What is asked:
1. In the San Francisco tips, where is Kamei located?
2. List every item the San Francisco tips say Kamei sells.
3. Please repeat the stretch of the San Francisco tips from "4. For bread, Acme" through "orchids to boot.".

Selected excerpt:
***

1. Fog Hollow is Frog Hollow.
2. Green Apple is not an entire wall of used books, but two stores that have both used and new books. The majority of the books they have are used (I used to work there back in the college days). Best selection of books you'll find in SF City Proper.
3. Alemeny is actually Alemany.
4. For bread, Acme bakery inside the Ferry Plaza is pretty damn good.
5. Kamei on Clement Street, between 6th and 7th ave has a great selection of kitchen ware. Beautiful plates, mugs, and bowls, some of which I've even seen at Anthropologie at much higher prices. They even had bamboo spatulas they sell for 1-2$ each. They also have cheap orchids to boot.
Oh, and for interesting ice cream flavors, try Humphry Slocombe in the Mission.
Secret Breakfast: cornflakes and scotch flavored ice cream. Very interesting.
They also have bacon peanut brittle, which is actually surprisingly not bad.

***

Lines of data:
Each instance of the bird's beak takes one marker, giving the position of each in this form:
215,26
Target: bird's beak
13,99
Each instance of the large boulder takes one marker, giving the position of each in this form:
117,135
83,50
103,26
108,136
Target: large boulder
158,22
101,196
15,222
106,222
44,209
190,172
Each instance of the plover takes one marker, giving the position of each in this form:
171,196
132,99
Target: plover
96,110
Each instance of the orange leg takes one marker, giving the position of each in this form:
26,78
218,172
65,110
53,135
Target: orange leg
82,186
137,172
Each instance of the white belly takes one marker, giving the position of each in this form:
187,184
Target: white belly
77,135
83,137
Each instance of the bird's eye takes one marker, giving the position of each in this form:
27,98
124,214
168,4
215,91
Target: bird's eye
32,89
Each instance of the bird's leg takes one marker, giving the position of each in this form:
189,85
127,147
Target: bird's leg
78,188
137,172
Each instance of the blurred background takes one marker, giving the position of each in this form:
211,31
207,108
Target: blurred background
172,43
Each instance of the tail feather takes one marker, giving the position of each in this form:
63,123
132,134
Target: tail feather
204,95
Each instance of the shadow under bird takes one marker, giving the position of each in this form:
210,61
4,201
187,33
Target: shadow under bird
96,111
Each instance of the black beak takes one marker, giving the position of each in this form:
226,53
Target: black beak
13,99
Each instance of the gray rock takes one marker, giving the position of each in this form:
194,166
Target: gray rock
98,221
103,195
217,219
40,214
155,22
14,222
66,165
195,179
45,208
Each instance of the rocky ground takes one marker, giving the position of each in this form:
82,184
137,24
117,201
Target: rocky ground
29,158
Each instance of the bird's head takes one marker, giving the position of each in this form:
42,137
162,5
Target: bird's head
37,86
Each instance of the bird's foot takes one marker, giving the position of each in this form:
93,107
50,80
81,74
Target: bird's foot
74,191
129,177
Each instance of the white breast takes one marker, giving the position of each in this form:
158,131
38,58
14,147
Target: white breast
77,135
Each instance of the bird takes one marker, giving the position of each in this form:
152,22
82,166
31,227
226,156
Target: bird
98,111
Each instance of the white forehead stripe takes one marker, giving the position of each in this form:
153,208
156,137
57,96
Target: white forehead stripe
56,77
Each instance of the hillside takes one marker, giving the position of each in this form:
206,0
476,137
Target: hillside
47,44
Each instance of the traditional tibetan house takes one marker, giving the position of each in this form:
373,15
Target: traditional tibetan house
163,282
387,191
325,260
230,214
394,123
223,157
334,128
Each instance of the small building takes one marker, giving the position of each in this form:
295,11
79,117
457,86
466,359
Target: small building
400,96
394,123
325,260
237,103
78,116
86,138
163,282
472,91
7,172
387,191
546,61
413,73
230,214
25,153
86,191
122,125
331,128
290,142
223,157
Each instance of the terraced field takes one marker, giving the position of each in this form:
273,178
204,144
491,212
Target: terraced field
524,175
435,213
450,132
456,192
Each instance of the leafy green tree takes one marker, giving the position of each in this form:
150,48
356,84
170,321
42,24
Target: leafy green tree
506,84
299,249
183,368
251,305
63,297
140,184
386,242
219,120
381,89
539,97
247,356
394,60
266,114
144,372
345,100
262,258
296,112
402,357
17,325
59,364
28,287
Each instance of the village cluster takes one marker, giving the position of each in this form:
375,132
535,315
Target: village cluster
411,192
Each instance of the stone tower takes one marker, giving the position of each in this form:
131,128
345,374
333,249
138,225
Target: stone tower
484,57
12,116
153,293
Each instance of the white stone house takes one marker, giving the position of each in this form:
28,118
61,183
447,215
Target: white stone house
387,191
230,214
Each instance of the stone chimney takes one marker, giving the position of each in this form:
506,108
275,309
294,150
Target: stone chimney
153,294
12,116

***

Solutions to each task:
1. On Clement Street, between 6th and 7th ave.

2. Plates, mugs, bowls, bamboo spatulas, and orchids.

3.
4. For bread, Acme bakery inside the Ferry Plaza is pretty damn good.
5. Kamei on Clement Street, between 6th and 7th ave has a great selection of kitchen ware. Beautiful plates, mugs, and bowls, some of which I've even seen at Anthropologie at much higher prices. They even had bamboo spatulas they sell for 1-2$ each. They also have cheap orchids to boot.